[EXERCISES]
1/ Answer these questions from the article on foreign investment in the Philippines:
(a) Which institution gave the information in the article?
(b) What net inflow did foreign direct investments yield in the year through June?
(c) By what percentage did the economy expand in the first six months?
2/ Reproduce word for word the part of the article on foreign investment in the Philippines starting with "Foreign companies placed" and going on through "Sentral said Monday.".
3/ Name every place the article on foreign investment in the Philippines gives as home to the companies that placed most of the foreign investments.

***** DOCUMENT TEXT *****

Foreign companies placed and retained more investments in the Philippines in the first semester, encouraged by the country’s improving macroeconomic fundamentals, the Bangko Sentral said Monday.
The foreign direct investments yielded a net inflow of $779 million in the year through June, which is 16.4 percent higher than the $669 million recorded the year before.
“The respectable growth in FDI reflected favorable investor sentiment as the country’s macroeconomic fundamentals remained strong, amid a backdrop of a moderating and uneven global economic outlook,” the central bank said.
The economy expanded by 4.0 percent in the first six months despite the political instability in the Middle East and North Africa and the debt problems in Europe.
Most of the foreign investments were placed by companies from the United States, Japan, Hong Kong, Singapore and The Netherlands.
The major beneficiaries of the equity capital placements were real estate, manufacturing, mining and quarrying, financial and insurance activities, utilities and the wholesale and retail trade.

***** LISTED ENTRIES *****

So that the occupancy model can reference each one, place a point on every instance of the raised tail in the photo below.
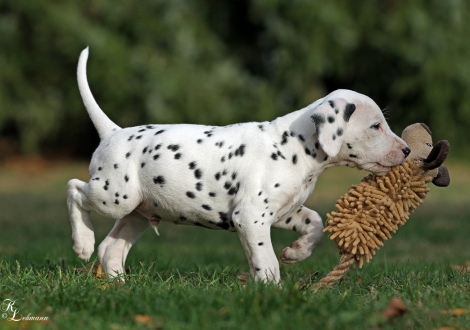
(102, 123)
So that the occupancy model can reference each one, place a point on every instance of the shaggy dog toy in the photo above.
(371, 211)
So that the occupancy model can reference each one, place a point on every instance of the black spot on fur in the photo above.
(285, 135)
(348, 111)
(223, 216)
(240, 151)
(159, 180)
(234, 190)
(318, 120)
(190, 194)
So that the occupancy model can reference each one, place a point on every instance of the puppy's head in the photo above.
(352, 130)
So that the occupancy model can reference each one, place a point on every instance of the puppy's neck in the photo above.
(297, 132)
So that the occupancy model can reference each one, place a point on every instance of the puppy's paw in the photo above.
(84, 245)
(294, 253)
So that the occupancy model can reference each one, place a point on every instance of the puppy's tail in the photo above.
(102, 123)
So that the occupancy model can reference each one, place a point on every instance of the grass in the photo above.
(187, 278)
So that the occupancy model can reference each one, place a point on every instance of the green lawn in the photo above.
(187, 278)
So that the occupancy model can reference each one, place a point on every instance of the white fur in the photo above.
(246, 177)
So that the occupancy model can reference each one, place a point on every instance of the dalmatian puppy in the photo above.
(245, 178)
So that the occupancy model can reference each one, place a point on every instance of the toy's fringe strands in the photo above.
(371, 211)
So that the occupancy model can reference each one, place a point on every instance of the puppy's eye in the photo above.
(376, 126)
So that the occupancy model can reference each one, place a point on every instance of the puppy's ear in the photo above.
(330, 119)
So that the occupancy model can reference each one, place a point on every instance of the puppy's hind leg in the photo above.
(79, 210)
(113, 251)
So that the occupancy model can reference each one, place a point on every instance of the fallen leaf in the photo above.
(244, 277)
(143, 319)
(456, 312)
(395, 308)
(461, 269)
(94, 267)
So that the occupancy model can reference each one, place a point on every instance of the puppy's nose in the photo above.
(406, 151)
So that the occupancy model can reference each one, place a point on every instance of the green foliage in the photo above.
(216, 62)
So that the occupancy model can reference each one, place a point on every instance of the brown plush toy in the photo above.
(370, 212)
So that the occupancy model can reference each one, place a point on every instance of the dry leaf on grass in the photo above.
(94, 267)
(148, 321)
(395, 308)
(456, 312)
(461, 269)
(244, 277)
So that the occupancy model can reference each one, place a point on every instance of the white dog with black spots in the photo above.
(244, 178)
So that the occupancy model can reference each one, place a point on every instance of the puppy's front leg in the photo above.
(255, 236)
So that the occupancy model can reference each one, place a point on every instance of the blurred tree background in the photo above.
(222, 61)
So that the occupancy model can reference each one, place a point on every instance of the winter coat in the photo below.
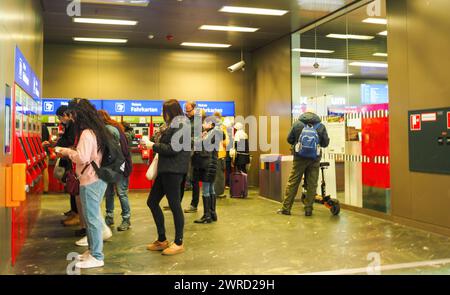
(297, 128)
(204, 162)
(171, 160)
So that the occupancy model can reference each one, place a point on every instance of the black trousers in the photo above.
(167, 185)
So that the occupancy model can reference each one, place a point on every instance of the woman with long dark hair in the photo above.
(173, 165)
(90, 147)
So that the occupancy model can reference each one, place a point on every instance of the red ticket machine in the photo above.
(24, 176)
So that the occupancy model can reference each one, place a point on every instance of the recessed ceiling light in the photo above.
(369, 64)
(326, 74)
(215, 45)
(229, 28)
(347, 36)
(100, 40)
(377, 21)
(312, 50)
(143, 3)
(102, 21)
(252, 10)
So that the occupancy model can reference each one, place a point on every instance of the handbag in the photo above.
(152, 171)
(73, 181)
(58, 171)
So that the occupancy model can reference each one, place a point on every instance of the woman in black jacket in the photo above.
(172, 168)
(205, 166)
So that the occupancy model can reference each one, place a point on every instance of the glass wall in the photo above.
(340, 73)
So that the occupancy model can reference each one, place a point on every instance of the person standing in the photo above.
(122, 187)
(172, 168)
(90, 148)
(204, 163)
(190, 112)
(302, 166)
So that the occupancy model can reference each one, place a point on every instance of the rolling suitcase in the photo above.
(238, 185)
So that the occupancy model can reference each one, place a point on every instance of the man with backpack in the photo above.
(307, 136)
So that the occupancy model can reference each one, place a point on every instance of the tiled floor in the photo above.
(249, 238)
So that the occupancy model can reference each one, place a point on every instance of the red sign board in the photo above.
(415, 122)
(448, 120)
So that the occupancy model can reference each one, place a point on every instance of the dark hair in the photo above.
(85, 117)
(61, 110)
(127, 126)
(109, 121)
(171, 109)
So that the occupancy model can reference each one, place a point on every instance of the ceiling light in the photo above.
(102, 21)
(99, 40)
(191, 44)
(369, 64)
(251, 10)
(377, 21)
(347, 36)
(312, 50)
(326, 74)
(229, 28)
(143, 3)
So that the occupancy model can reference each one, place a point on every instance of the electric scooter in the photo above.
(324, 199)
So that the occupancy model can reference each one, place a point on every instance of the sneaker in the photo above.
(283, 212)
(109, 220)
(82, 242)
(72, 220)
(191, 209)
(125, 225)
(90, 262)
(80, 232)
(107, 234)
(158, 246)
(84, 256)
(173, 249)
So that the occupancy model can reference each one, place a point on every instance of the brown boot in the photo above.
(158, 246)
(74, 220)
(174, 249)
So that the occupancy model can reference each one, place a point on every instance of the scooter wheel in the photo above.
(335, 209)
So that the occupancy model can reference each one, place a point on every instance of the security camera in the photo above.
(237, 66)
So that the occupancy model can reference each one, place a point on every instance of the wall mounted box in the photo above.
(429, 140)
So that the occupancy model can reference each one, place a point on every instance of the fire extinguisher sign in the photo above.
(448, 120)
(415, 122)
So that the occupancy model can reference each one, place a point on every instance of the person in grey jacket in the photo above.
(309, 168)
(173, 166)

*****
***** LISTED ENTRIES *****

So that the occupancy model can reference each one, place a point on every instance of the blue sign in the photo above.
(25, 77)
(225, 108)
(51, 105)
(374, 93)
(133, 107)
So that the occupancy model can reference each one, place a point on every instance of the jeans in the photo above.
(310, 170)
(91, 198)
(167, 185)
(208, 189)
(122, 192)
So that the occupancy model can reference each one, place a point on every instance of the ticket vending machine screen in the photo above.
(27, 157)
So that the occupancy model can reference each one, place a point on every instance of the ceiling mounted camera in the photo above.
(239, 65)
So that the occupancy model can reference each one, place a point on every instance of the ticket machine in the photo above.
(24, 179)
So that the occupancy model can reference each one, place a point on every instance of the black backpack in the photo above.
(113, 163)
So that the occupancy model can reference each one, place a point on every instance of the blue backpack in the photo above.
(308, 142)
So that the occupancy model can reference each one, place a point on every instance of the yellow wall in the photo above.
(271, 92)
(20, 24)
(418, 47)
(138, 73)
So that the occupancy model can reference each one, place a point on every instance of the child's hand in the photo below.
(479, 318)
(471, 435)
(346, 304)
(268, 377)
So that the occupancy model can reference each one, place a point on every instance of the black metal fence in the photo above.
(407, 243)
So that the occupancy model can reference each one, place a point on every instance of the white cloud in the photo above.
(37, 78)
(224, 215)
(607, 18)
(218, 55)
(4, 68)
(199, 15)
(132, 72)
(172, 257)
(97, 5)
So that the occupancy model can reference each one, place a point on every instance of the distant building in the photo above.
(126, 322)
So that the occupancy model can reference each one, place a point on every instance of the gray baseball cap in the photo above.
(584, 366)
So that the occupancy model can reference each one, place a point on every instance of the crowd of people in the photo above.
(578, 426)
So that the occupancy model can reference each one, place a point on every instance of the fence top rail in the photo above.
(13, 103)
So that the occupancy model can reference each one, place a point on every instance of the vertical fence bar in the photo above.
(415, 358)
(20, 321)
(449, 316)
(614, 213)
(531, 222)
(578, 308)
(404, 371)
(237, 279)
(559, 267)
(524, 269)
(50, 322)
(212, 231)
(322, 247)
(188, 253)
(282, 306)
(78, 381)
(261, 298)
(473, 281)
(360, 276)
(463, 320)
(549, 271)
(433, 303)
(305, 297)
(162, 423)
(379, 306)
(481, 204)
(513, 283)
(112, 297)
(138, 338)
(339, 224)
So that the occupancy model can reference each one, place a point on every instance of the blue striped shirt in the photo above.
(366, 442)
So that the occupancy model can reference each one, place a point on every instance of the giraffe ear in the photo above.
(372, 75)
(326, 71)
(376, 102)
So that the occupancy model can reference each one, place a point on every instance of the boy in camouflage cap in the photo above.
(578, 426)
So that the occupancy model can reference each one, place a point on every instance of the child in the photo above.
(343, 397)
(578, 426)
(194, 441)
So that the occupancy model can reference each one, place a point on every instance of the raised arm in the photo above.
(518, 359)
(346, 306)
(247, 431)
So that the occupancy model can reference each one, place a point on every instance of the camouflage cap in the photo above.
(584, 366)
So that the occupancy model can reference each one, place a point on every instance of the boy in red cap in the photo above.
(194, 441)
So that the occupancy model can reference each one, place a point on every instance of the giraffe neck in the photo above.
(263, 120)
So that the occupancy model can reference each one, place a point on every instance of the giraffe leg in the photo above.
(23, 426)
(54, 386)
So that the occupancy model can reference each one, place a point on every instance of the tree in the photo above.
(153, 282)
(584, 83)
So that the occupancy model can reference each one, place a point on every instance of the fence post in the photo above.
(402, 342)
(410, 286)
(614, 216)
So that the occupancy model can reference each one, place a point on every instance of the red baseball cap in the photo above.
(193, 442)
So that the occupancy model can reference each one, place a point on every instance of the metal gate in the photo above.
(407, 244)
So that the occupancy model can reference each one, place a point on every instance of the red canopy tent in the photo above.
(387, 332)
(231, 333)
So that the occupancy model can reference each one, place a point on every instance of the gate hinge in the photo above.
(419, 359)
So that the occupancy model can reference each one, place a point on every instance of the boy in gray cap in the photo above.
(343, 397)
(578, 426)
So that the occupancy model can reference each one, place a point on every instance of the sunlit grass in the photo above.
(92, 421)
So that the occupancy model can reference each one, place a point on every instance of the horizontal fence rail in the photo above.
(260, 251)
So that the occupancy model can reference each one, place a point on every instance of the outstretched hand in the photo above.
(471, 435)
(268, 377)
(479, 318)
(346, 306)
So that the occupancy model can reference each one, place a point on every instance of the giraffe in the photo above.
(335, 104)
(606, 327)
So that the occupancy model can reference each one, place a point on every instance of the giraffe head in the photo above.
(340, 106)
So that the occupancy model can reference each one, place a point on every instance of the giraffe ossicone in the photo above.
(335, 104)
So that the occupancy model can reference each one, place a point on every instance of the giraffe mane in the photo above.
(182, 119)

*****

[EXPECTED ANSWERS]
1/
(a) The Bangko Sentral
(b) $779 million
(c) 4.0 percent

2/
Foreign companies placed and retained more investments in the Philippines in the first semester, encouraged by the country’s improving macroeconomic fundamentals, the Bangko Sentral said Monday.

3/
United States
Japan
Hong Kong
Singapore
The Netherlands